- Task requirements
Report each line of the entries below that includes "kitchen".

[[ Records to use, beginning ]]

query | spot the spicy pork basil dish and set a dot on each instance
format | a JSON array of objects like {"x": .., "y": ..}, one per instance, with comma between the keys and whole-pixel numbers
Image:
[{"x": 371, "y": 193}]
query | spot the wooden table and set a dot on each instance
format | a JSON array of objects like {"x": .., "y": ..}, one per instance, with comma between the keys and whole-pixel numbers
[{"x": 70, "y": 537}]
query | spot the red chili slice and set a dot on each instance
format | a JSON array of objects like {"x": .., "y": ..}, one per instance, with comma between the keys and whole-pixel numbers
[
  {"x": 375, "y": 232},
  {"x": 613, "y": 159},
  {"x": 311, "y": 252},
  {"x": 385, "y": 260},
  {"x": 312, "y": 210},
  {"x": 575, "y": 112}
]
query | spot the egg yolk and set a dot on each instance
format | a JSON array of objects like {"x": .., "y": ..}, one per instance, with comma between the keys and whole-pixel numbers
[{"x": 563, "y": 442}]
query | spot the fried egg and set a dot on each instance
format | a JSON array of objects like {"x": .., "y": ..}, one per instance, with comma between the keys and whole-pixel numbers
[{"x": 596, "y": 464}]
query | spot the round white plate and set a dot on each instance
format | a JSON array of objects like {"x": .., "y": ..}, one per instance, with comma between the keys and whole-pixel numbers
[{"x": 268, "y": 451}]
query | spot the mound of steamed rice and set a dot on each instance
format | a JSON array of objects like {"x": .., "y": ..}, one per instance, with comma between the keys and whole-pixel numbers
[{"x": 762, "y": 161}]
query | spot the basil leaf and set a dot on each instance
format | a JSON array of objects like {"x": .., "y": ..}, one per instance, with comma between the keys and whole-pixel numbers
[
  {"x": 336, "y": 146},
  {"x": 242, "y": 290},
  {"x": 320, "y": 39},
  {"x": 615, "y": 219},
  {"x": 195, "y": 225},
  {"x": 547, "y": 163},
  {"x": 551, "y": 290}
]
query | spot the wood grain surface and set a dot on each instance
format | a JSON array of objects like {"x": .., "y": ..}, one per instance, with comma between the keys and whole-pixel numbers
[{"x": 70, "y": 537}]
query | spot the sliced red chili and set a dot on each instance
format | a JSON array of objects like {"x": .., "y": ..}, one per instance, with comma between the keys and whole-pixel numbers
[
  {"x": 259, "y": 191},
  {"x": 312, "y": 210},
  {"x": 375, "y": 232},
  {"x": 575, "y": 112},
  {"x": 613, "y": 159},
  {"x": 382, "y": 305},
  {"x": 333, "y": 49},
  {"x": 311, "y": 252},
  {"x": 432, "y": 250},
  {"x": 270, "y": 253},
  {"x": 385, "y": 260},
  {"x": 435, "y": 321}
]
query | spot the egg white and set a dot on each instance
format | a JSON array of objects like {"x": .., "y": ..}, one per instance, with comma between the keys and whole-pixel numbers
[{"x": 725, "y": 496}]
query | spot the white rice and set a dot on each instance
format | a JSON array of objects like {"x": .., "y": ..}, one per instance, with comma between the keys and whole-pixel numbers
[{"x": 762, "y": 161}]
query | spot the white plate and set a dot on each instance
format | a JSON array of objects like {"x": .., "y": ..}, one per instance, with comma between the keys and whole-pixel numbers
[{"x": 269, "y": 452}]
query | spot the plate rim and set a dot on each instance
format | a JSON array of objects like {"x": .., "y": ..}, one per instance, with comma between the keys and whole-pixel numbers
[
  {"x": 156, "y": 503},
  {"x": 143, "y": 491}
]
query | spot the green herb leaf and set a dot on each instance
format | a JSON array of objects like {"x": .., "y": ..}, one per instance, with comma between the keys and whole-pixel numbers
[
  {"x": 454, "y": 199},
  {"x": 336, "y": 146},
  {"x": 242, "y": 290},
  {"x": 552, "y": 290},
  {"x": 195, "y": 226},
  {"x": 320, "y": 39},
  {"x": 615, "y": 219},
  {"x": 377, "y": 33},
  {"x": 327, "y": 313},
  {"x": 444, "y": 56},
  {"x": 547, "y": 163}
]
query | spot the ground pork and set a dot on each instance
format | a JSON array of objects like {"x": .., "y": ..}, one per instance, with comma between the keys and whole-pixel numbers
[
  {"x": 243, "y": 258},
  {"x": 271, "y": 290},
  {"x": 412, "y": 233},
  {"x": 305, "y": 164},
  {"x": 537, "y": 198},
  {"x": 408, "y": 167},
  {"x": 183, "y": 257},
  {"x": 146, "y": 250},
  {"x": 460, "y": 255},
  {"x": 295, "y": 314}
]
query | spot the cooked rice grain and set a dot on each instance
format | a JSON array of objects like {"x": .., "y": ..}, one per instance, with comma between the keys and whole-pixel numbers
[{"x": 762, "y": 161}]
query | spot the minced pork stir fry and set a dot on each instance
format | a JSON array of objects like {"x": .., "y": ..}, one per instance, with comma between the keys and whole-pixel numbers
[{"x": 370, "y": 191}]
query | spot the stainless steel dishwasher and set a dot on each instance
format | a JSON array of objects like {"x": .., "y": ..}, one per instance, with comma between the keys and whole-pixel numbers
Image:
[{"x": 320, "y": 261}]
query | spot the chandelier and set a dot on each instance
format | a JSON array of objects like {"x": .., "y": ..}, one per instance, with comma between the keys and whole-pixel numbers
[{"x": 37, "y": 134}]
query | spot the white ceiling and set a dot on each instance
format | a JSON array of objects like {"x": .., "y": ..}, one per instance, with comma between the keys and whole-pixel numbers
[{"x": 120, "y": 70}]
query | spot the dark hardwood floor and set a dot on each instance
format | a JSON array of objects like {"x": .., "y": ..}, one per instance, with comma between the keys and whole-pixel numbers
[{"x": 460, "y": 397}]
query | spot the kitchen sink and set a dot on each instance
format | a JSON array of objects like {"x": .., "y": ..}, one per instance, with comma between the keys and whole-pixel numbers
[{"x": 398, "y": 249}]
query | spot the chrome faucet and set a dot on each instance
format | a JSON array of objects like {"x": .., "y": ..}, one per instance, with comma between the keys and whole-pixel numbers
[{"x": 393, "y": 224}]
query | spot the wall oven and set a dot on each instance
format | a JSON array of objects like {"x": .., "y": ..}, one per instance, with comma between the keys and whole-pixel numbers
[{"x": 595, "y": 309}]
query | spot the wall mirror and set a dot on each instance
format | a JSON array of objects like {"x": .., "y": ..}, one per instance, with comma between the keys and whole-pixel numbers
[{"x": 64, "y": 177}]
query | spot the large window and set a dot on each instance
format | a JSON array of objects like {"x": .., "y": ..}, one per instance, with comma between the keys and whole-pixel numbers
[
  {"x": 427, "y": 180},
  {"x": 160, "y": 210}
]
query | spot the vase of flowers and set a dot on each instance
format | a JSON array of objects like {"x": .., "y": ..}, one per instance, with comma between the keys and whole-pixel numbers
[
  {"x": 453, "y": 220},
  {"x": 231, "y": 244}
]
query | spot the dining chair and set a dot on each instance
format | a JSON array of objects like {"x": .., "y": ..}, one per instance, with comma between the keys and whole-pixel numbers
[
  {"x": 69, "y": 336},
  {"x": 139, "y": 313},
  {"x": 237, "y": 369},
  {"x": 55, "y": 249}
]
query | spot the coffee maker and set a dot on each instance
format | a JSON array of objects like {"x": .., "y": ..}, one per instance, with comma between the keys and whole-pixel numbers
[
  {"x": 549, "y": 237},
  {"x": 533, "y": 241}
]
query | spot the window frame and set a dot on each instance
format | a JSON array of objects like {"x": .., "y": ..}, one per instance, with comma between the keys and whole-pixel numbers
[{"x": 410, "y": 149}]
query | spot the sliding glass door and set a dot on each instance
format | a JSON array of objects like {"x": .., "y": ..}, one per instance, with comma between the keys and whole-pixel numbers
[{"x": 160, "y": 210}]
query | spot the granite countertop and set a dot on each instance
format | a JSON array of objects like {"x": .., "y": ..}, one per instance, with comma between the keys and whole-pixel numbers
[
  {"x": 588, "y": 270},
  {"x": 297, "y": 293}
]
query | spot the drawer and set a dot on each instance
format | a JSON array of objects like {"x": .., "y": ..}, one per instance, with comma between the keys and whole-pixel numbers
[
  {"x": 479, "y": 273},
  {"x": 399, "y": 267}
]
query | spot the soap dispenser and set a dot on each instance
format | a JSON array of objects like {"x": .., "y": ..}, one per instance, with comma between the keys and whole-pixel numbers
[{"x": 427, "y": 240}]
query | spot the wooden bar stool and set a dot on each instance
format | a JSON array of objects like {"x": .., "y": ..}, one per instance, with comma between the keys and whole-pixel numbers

[[ Records to use, end ]]
[[ Records to use, beginning ]]

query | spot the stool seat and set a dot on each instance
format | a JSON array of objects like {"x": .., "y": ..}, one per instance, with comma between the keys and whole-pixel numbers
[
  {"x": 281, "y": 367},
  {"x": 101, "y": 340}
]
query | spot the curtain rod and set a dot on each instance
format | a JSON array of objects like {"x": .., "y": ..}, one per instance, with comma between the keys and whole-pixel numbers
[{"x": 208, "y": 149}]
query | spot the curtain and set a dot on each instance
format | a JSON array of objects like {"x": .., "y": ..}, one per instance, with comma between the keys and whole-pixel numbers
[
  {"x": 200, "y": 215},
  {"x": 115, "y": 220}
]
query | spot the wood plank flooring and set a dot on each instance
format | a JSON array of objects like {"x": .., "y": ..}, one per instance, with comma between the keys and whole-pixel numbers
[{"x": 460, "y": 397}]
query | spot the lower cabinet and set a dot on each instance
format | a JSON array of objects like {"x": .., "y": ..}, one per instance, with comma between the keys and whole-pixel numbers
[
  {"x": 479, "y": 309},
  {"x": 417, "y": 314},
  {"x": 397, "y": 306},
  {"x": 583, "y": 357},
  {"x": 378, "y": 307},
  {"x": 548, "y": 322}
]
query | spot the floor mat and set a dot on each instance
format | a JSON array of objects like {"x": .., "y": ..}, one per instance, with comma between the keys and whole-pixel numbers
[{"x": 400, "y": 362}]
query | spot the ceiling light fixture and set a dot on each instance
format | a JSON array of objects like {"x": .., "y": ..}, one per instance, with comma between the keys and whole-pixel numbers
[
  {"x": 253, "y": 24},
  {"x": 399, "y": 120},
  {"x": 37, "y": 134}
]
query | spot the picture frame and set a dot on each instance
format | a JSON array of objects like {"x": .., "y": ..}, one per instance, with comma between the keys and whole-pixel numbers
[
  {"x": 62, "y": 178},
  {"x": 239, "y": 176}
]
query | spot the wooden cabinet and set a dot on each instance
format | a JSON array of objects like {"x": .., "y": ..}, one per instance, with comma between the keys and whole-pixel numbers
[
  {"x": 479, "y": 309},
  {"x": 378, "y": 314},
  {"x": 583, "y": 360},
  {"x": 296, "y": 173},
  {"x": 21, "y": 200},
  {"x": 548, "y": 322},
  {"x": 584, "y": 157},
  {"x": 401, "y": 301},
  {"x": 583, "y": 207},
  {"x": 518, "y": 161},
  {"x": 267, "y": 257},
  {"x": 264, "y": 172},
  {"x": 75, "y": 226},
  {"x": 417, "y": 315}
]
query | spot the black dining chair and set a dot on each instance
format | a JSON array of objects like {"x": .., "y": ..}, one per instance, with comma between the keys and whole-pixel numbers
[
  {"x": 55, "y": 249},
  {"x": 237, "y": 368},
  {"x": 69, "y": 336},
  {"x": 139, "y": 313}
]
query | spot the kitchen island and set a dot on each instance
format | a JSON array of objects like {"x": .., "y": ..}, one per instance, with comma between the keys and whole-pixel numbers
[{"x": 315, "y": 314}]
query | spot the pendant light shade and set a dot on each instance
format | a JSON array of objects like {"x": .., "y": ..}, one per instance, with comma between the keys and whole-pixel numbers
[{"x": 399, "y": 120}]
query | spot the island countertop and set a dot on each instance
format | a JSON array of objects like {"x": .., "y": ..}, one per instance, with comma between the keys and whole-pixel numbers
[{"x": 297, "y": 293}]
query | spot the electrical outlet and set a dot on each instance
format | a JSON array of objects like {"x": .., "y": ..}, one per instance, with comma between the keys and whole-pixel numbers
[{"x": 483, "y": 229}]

[[ Records to use, end ]]
[[ Records to use, beginning ]]

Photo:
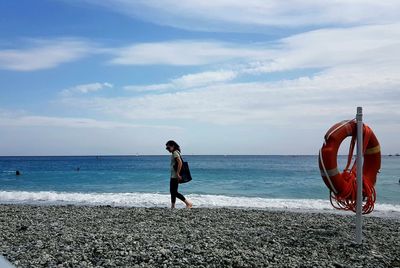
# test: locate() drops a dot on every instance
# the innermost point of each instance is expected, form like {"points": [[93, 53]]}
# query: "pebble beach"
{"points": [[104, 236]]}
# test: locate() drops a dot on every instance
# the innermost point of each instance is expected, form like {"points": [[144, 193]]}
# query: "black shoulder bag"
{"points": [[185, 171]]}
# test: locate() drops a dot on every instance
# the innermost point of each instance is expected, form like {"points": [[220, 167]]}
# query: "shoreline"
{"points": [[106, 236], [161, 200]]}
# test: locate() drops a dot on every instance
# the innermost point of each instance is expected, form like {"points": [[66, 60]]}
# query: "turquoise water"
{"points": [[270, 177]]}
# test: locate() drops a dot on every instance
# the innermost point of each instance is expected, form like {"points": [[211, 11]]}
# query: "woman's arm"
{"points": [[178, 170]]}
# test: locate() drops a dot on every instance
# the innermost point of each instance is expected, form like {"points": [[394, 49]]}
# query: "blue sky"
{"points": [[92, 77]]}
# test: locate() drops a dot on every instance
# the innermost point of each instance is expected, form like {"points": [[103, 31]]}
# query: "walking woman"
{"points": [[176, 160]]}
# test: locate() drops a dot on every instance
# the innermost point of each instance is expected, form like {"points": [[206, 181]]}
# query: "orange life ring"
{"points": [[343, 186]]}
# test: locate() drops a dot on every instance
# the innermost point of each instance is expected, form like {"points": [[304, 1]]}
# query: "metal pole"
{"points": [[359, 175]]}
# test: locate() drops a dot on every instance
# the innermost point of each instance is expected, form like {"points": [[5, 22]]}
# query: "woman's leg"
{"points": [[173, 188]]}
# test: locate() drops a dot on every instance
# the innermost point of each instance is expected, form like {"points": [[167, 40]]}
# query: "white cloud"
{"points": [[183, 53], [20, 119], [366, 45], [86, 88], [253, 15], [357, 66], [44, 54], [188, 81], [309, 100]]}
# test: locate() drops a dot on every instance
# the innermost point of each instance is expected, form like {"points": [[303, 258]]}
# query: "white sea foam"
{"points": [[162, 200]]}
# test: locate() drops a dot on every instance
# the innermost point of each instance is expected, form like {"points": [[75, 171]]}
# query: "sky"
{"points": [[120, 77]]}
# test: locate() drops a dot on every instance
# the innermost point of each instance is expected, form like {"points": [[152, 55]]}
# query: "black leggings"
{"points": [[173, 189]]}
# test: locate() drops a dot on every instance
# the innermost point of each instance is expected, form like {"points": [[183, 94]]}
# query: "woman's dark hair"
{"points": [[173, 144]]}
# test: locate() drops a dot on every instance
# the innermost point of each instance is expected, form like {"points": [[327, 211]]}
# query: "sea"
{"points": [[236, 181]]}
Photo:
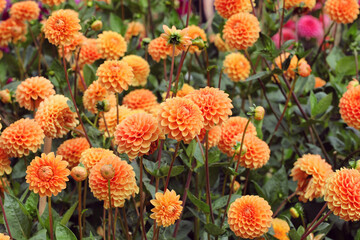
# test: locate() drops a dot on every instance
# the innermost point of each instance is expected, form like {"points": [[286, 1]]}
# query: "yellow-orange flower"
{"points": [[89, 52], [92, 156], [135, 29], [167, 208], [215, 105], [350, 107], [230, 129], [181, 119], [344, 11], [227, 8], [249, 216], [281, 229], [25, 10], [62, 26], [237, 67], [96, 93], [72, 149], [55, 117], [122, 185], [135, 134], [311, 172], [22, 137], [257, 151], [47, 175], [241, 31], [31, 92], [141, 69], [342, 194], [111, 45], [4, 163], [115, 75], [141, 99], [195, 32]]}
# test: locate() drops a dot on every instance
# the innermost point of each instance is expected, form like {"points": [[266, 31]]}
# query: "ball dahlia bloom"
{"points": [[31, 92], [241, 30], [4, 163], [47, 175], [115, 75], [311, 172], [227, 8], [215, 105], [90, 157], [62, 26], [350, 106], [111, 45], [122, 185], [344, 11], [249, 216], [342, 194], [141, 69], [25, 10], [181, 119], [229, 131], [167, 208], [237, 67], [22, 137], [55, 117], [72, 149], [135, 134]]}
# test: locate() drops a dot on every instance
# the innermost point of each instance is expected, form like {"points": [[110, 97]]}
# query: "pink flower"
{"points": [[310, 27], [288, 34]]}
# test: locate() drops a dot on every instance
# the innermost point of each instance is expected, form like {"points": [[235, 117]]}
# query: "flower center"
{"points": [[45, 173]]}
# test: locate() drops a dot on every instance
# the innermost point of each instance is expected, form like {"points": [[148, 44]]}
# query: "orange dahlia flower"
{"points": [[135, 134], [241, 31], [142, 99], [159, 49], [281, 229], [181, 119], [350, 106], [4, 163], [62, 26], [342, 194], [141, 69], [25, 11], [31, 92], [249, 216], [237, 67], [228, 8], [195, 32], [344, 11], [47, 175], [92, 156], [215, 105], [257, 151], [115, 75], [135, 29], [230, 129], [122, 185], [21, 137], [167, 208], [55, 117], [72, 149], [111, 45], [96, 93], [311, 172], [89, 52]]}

[[ Records to use, end ]]

- Problem solution
query | spot the kitchen sink and set a dot on each instance
query | spot the kitchen island and set a dot on each instance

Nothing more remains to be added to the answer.